§ **What the task asks**
Rewrite only the part of the records that opens with the line containing "Can you find the hair" and closes with the line containing "182], [248, 160]]", changing "raised hand" to "lifted hand" and keeping everything else the same.

§ **Exercise material**
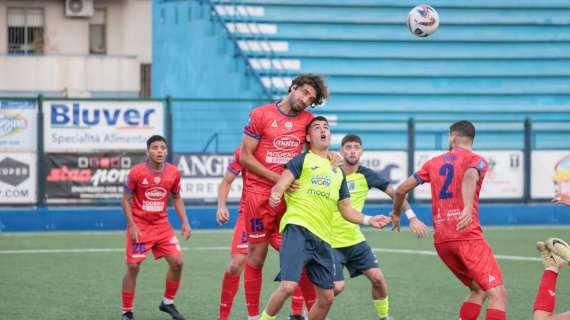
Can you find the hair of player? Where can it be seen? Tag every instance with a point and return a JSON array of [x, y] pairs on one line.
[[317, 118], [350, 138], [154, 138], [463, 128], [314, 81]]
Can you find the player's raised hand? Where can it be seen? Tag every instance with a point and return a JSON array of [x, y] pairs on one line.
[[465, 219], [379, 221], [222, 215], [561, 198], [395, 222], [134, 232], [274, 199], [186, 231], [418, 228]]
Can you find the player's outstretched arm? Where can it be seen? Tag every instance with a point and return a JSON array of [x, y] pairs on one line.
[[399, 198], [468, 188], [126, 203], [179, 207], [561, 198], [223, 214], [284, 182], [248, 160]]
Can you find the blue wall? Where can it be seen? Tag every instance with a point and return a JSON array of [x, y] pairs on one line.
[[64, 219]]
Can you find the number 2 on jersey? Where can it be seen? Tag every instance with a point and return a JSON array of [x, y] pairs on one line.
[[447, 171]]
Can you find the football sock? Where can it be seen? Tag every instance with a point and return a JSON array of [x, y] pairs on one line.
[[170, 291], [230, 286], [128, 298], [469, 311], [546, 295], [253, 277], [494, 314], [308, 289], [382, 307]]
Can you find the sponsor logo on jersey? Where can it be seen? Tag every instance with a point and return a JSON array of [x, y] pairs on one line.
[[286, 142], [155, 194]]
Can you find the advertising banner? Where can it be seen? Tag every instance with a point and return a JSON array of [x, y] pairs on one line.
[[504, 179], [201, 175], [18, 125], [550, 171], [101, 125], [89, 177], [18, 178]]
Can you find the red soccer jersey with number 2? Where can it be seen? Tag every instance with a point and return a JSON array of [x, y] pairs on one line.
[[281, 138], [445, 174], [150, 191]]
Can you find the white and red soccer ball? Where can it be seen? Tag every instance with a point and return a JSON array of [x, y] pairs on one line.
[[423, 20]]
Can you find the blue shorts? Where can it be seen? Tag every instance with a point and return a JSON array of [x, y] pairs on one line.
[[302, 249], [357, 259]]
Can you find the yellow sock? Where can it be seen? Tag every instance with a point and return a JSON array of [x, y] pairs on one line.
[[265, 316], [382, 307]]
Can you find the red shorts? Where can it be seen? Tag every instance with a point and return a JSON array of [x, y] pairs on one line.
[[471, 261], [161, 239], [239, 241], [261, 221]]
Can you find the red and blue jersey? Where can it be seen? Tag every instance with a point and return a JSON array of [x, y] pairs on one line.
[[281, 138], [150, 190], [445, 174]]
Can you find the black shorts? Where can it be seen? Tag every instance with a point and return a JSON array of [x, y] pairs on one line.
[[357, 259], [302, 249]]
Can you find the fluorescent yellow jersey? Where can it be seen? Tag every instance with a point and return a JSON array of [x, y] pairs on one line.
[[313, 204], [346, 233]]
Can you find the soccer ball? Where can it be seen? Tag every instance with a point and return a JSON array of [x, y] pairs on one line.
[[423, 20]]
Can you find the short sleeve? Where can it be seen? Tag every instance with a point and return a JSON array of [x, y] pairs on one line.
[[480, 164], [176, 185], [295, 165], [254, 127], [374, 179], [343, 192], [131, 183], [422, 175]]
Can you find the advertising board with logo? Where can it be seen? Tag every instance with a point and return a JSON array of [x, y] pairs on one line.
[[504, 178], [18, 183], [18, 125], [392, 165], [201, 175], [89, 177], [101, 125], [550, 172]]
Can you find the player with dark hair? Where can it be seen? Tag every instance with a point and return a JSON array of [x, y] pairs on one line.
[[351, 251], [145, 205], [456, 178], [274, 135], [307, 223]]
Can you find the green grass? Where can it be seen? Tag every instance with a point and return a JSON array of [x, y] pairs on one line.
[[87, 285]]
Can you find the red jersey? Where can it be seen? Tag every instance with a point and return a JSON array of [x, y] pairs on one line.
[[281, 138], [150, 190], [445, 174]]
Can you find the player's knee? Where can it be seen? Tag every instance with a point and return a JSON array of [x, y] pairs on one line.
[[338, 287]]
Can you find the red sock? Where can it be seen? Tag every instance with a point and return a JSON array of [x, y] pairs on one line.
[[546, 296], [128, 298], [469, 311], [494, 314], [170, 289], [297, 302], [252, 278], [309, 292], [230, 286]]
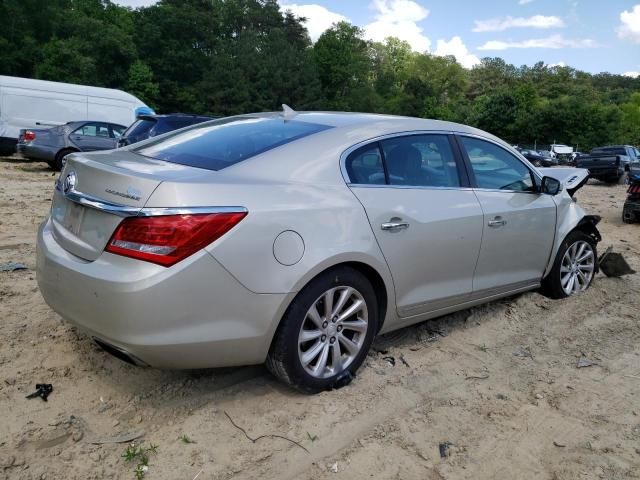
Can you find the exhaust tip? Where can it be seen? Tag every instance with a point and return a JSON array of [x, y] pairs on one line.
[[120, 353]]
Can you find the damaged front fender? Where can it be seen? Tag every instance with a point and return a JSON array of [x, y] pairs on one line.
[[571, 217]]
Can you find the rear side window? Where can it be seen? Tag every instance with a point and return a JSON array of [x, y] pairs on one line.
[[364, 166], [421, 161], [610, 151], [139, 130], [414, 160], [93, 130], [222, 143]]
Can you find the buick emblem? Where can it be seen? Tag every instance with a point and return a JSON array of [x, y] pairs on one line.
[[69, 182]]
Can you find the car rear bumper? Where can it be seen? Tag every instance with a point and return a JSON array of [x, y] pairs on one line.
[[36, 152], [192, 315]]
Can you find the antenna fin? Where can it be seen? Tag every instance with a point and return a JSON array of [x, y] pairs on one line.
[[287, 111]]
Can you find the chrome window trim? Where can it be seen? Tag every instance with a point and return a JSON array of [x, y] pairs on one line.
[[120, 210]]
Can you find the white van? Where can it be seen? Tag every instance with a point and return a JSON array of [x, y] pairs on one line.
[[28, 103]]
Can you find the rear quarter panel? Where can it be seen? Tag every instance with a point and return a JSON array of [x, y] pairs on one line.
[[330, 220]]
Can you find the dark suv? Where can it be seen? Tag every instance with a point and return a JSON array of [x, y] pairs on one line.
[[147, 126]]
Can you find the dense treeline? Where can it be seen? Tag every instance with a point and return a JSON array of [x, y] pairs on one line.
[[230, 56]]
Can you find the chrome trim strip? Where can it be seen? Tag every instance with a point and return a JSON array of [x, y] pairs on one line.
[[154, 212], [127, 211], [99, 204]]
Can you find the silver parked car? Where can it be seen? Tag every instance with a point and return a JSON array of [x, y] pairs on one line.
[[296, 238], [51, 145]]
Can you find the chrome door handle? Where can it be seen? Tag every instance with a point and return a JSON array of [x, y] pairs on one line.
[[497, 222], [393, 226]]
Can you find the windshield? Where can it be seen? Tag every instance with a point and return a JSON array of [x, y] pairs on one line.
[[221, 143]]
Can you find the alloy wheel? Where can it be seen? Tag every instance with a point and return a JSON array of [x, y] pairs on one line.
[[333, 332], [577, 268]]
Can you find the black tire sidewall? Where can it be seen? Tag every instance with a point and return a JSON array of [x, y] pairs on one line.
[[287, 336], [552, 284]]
* * *
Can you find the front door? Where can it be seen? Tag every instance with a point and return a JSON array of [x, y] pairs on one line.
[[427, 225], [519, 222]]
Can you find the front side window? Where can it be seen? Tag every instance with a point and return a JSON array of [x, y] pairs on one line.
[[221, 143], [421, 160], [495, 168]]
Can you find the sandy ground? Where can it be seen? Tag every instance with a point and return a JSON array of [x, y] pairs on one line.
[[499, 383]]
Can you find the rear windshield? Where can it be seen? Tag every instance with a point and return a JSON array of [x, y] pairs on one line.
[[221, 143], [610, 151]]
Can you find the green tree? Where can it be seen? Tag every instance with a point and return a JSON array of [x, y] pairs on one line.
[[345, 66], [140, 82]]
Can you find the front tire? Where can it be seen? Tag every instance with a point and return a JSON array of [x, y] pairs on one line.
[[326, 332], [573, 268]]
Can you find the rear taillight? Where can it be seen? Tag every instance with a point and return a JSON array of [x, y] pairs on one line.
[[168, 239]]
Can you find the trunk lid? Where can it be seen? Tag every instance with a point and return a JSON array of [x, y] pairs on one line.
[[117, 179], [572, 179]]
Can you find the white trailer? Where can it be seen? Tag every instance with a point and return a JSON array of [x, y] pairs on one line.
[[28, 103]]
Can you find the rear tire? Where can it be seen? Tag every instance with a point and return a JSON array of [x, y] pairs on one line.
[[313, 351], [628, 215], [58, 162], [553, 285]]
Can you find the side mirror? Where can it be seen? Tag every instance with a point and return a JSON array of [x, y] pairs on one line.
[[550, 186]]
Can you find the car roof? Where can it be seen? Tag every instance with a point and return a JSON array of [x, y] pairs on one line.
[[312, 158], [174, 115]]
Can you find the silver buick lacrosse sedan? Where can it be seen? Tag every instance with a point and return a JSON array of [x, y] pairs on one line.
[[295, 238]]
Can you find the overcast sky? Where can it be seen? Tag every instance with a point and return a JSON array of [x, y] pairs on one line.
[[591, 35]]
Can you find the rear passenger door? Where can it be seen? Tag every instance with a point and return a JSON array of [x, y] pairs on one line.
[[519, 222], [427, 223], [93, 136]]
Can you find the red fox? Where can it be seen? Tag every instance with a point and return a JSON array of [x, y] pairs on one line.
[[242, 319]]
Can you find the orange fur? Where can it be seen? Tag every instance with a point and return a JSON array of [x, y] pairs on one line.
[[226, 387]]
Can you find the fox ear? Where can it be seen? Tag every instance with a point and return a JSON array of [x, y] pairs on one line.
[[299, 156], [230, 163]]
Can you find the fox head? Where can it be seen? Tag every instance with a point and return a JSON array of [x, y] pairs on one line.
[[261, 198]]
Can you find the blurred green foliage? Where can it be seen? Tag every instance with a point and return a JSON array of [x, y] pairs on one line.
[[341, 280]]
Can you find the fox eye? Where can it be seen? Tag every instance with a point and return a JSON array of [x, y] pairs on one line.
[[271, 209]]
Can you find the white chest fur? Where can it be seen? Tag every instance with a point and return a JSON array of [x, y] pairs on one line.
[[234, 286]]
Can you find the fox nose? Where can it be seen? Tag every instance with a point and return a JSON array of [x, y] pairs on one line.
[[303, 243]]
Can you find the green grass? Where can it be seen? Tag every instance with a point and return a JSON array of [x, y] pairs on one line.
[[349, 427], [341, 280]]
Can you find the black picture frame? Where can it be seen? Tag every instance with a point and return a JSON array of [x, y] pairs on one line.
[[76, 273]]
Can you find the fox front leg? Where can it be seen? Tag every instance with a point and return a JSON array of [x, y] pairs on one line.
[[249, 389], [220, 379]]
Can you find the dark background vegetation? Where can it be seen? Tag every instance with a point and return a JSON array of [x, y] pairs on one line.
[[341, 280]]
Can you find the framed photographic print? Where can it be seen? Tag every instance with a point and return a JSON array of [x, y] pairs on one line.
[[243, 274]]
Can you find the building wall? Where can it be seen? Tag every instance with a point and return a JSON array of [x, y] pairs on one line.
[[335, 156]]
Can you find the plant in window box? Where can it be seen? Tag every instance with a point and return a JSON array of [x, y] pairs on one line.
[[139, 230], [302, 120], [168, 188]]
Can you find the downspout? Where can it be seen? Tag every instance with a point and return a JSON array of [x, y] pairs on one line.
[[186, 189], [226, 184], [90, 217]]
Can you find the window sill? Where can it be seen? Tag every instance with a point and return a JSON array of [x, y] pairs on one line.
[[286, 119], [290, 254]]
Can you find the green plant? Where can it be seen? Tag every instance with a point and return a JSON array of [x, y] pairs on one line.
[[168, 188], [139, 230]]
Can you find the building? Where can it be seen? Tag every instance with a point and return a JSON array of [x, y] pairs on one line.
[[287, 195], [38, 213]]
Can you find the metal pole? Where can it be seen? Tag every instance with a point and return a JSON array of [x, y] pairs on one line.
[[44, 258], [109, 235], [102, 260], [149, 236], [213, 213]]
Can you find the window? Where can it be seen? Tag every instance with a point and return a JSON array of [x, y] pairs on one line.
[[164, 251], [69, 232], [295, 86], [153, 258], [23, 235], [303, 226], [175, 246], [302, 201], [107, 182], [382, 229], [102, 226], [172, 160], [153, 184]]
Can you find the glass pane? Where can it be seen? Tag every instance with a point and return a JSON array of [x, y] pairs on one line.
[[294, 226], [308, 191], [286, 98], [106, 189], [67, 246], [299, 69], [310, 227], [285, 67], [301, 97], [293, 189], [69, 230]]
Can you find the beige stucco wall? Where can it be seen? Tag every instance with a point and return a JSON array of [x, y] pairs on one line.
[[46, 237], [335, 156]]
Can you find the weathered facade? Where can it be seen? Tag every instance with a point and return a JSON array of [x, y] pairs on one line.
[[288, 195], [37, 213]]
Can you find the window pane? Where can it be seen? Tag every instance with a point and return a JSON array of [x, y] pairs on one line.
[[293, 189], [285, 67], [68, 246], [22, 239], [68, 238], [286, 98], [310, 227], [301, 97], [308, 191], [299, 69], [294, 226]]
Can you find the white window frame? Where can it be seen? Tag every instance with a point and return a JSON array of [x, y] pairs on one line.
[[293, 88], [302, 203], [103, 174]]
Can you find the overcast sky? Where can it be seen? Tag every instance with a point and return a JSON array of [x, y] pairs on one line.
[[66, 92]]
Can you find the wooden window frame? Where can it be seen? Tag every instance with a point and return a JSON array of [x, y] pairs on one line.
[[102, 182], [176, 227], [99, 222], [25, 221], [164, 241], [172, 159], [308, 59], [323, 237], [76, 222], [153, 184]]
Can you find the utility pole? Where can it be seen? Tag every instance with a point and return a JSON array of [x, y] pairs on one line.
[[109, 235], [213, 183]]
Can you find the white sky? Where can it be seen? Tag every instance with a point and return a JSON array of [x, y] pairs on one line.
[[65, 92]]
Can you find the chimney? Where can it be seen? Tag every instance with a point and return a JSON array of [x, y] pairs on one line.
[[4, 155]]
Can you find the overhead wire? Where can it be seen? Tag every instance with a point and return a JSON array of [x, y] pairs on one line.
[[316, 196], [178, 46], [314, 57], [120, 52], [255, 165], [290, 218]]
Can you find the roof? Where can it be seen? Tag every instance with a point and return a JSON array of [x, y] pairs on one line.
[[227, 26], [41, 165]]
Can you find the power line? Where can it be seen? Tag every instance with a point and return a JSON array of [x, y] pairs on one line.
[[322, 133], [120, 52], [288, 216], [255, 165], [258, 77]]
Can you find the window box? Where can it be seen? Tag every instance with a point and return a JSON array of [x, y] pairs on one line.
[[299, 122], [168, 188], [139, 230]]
---
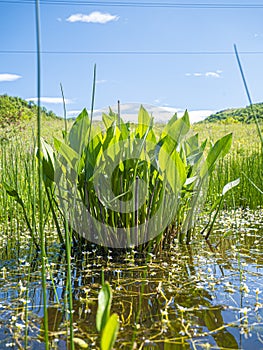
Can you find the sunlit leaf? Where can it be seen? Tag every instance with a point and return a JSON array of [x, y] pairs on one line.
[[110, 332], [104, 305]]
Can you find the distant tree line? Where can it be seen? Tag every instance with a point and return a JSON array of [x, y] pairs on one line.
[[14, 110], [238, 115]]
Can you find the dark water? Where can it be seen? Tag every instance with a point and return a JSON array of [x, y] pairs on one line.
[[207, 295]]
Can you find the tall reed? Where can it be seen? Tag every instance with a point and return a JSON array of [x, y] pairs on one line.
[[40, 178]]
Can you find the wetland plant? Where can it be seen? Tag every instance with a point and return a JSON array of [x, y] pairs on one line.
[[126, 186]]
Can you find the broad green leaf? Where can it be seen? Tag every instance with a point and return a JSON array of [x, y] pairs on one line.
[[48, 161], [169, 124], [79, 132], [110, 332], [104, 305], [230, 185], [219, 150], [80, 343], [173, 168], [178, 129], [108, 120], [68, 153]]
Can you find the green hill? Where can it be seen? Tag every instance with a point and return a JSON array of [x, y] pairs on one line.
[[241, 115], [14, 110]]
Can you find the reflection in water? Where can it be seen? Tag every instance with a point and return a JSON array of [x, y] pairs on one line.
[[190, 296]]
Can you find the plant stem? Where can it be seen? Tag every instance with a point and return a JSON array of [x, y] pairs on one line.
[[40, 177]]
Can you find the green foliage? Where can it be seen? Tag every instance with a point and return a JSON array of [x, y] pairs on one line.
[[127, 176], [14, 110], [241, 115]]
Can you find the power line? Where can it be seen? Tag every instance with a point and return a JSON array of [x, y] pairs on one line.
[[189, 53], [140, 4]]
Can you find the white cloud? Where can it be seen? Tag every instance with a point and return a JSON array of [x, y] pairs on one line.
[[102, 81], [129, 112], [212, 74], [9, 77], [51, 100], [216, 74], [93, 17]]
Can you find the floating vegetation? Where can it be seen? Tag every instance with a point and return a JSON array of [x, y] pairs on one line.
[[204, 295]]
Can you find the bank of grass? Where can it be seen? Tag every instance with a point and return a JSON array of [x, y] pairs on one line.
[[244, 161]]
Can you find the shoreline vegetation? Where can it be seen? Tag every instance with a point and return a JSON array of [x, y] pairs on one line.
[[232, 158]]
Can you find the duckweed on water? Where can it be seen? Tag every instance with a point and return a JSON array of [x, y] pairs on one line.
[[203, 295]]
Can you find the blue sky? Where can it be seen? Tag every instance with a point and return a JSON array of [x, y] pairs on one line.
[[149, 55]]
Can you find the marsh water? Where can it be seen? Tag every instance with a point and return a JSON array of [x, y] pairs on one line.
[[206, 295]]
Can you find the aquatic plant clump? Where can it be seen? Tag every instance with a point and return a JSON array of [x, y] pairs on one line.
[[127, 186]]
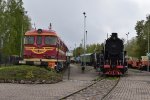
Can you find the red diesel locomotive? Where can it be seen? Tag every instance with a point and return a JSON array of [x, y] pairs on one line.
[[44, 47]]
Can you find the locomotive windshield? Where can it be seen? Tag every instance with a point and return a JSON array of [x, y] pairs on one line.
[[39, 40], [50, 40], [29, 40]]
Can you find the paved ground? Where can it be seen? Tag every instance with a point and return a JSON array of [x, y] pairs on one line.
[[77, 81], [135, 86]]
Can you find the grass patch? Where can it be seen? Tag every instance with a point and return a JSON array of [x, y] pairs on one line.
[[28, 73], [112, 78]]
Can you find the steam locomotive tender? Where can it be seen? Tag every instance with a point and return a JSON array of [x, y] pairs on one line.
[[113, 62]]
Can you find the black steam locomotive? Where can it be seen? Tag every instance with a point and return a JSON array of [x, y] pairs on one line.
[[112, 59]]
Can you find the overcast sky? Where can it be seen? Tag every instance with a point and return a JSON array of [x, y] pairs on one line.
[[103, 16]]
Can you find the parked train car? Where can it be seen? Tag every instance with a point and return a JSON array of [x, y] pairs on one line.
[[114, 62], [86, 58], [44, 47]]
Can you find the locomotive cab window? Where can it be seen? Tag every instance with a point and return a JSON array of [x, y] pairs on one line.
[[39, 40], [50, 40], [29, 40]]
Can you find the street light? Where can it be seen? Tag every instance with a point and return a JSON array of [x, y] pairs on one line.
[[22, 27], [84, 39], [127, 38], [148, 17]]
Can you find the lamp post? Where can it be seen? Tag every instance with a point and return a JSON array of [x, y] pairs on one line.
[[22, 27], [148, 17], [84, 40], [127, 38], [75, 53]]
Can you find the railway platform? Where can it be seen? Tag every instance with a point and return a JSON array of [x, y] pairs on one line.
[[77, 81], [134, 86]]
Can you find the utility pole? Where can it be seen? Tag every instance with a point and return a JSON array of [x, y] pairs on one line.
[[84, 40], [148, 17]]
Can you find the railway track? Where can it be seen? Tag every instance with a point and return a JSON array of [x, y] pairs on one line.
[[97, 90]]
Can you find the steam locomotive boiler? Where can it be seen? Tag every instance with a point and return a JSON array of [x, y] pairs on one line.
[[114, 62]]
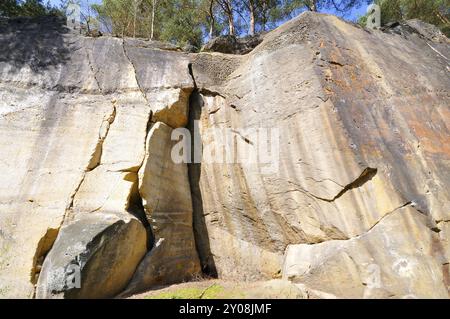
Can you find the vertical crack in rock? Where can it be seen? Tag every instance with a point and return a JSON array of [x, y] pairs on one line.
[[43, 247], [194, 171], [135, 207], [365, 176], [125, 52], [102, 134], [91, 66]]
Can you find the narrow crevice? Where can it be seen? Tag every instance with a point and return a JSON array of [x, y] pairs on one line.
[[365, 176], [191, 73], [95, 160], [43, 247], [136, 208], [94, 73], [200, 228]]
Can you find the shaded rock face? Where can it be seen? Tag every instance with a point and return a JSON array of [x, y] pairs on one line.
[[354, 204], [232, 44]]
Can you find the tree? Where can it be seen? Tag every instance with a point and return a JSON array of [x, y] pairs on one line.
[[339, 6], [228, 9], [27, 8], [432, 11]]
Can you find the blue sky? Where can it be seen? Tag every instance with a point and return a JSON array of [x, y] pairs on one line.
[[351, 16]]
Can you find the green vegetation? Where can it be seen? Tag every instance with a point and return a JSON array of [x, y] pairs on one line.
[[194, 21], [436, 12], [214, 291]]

§ **Exercise answer**
Can you find the hair of player? Where can it be seen? Tag every instance with a point and return a JSON array of [x, y] pairs on one line.
[[317, 118], [350, 138], [154, 138], [463, 128], [314, 81]]
Can you find the player's lifted hand? Where can it be seen? Tag every instance with a point and return a JSON array of [x, y] pairs on one line.
[[465, 219], [379, 221], [222, 215], [561, 198], [395, 222], [134, 232], [274, 199], [186, 231], [418, 228]]
Can you find the player's outstretched arm? Where can it be seen? Tag every instance with a point and return a JSON array of [x, y] pairs on one line.
[[399, 198], [468, 188], [126, 203], [179, 207], [561, 198], [223, 214], [284, 182], [248, 160]]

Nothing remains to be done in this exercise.